ITEMS:
──────────────────────────────
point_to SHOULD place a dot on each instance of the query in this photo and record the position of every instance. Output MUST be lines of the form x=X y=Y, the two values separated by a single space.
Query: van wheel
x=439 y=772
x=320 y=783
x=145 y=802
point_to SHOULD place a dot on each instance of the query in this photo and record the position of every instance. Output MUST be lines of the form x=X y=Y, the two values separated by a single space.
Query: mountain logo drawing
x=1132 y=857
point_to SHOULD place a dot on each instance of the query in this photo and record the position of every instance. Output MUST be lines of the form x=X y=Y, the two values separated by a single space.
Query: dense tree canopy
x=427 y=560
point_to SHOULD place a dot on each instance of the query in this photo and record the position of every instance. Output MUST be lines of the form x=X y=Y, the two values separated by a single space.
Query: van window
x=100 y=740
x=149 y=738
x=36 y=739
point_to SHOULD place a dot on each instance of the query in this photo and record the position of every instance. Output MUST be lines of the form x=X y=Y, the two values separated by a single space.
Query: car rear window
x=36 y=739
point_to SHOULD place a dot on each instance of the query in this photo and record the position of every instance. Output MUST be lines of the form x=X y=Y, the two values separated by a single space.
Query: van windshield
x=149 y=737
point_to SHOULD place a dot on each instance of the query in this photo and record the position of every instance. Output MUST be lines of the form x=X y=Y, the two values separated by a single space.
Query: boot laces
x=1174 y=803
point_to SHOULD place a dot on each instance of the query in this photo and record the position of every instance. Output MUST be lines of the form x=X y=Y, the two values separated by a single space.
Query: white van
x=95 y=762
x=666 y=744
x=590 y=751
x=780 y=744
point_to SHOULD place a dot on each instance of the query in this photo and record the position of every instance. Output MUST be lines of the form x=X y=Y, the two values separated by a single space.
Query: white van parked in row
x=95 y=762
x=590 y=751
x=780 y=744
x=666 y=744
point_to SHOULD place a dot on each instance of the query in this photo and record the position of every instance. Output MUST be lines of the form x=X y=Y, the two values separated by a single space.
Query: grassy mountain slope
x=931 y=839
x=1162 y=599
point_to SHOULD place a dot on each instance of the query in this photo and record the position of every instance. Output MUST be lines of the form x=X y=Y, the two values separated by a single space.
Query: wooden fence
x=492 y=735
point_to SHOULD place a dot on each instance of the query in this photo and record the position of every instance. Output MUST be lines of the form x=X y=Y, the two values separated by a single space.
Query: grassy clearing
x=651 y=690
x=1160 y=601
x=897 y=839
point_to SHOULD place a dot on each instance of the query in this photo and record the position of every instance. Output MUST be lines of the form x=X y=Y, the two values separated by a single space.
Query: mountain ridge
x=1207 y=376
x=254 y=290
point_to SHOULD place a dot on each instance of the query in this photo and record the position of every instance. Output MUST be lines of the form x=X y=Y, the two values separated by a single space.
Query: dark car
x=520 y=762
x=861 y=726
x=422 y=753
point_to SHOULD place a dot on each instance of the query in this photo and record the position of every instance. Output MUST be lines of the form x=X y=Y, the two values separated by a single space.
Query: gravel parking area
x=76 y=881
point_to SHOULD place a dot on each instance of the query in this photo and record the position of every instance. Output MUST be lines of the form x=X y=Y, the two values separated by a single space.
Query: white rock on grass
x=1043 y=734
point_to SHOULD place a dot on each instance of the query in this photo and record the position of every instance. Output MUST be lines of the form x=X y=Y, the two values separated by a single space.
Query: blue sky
──────────────────────────────
EXERCISE PROMPT: Rescale the entries above from their first line up to and including the line with "x=427 y=560". Reproduce every line, requests included, and multiply each x and y coordinate in the answers by 1.05, rounding to whole numbers with halves rounded up.

ANSWER:
point_to SHOULD place a dot on each instance of the query in this photo and record the position of every instance. Output MUST be lines of the form x=X y=Y, the two values separated by a single space.
Query: van wheel
x=461 y=811
x=336 y=822
x=152 y=842
point_to SHOULD place a dot on each instance of the query in this photo and record the position of every instance. Output MUST be lines of the form x=X y=Y, the two values separated by a single space.
Query: mountain logo drawing
x=1189 y=900
point_to SHOULD place a dot on each instance of the query in this photo and record the position of every instance. Output MUST be lines of the form x=X y=Y, the two values separated by a single space.
Query: dense tree canopy
x=448 y=588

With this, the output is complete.